▶ Exercise brief
Count how many lines below contain the word "snow". Reply with the number only.

[Location identification items]
** begin **

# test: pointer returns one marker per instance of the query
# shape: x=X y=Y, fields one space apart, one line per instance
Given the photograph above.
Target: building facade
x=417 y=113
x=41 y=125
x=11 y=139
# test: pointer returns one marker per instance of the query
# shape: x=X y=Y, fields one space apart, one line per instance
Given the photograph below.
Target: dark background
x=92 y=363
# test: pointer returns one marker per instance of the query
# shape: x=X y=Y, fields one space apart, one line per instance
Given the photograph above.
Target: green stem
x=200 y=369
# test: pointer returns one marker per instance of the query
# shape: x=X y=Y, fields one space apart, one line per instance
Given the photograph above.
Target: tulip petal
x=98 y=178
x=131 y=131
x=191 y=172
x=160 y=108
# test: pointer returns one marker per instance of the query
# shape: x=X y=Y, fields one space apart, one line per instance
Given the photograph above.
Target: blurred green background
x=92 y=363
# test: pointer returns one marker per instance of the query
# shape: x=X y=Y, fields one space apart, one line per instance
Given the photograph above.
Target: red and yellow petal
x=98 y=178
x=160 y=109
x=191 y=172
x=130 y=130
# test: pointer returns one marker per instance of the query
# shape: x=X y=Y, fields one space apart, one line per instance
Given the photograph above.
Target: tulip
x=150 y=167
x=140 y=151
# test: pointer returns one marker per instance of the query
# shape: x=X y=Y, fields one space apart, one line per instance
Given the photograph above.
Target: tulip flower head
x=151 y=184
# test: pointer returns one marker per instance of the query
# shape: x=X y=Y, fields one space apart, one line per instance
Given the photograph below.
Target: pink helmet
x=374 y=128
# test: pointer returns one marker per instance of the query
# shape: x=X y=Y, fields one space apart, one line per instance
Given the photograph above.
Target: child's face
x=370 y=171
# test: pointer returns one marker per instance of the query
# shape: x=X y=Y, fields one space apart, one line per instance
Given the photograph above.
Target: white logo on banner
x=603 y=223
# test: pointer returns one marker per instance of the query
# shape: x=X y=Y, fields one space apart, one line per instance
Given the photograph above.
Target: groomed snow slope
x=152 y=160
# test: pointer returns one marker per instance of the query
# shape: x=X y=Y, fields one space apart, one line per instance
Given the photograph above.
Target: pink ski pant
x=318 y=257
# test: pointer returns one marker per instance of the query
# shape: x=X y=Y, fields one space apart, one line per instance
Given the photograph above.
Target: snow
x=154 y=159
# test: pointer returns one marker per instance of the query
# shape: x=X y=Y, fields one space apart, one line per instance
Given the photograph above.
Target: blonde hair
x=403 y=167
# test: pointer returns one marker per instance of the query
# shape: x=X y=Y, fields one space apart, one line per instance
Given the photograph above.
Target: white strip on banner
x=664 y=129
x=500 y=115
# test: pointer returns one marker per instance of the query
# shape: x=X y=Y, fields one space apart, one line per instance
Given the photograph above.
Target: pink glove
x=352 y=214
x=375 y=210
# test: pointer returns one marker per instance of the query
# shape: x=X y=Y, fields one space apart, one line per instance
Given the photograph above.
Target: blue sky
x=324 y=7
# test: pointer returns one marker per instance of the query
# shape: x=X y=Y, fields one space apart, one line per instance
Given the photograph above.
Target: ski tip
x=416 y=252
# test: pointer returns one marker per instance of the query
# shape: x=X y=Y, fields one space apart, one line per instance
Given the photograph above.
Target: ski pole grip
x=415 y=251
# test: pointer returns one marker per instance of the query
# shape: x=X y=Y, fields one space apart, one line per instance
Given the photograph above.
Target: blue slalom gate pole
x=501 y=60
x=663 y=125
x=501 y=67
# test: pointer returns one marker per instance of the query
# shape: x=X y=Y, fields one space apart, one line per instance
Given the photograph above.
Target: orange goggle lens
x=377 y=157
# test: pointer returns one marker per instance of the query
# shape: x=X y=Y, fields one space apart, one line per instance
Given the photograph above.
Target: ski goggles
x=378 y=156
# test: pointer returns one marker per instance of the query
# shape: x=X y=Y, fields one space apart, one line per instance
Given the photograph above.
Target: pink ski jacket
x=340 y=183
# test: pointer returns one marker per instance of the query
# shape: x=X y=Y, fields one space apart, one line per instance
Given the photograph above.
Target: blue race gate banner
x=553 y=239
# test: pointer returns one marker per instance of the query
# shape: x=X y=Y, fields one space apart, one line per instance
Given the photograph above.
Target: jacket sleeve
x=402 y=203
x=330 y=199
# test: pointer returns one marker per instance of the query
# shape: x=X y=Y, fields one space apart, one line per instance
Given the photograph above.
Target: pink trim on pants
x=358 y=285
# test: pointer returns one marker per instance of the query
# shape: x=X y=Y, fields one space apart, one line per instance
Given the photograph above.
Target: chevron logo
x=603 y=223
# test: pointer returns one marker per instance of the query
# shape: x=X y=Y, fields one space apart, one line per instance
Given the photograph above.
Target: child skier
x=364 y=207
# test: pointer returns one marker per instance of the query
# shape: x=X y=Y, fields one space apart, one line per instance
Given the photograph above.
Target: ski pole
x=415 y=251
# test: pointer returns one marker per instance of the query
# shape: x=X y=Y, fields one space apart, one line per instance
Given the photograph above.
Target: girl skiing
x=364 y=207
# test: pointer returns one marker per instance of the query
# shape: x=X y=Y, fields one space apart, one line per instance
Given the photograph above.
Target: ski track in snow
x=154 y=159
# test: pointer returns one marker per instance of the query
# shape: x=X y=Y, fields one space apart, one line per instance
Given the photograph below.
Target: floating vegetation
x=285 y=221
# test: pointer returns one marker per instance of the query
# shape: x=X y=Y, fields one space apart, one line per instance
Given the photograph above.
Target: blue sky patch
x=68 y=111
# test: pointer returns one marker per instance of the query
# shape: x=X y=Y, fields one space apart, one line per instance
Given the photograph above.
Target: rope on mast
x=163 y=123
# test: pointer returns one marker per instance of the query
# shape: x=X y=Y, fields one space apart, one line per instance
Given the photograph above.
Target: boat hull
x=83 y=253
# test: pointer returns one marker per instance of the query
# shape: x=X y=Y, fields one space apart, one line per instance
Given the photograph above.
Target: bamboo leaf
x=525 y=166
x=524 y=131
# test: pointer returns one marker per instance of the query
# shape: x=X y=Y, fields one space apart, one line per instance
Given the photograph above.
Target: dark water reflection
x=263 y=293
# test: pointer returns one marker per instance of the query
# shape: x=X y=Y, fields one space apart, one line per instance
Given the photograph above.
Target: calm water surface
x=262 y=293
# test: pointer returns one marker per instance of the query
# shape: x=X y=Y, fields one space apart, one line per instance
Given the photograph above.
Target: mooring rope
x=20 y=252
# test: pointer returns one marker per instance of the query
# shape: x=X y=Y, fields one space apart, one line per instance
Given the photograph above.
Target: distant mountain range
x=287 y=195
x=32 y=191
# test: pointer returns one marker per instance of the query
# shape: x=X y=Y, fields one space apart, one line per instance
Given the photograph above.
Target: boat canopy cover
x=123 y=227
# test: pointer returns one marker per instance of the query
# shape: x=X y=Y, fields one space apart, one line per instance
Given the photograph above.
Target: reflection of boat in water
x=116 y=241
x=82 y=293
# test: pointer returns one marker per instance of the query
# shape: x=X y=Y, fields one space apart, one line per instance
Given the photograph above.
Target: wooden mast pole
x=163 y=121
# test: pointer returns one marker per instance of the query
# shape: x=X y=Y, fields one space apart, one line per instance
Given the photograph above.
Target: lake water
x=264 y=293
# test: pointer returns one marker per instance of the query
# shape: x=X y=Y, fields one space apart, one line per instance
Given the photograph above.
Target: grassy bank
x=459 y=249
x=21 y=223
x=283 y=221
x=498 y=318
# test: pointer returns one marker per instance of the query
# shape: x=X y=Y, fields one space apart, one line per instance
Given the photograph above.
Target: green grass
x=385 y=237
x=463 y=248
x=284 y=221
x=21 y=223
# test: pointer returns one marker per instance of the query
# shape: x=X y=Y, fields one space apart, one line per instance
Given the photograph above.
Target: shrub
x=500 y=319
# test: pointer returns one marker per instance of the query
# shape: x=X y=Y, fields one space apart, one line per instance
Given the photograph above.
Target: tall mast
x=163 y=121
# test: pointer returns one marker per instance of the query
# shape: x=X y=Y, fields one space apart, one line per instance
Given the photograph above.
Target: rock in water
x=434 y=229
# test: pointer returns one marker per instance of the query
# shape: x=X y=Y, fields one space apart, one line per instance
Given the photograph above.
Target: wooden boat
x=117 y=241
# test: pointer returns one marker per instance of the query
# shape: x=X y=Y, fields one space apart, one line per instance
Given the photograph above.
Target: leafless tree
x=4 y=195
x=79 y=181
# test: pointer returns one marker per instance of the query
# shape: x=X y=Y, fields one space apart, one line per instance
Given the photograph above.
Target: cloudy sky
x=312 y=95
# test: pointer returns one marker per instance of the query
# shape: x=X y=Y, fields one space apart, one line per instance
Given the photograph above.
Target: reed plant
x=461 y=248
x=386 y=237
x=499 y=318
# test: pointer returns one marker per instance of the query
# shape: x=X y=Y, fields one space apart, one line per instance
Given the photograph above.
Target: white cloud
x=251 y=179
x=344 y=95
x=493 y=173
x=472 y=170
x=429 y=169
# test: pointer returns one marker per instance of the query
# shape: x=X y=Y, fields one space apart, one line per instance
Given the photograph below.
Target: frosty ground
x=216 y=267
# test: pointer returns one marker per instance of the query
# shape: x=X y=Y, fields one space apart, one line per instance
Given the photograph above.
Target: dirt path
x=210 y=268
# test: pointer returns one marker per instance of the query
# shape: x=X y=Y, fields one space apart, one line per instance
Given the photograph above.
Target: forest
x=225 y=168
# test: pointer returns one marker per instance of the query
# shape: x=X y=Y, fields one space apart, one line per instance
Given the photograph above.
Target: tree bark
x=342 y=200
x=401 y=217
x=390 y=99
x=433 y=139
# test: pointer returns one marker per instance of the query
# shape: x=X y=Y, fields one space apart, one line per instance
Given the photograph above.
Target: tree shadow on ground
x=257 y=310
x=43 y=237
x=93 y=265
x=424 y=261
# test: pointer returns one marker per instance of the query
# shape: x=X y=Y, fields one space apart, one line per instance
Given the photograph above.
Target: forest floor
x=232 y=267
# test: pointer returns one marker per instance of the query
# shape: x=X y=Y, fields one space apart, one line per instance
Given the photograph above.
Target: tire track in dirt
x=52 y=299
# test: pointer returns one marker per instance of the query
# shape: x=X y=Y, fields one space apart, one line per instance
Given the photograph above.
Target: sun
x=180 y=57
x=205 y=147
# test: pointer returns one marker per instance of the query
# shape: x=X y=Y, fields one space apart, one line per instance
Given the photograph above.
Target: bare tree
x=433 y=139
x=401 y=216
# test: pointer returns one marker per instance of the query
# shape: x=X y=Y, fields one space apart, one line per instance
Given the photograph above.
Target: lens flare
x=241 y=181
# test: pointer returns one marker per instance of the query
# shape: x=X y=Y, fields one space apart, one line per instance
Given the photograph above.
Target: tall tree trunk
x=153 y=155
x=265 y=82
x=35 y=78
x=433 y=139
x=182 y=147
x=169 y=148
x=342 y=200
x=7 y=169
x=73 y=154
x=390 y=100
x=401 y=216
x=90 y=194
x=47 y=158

** end **

▶ Final answer
3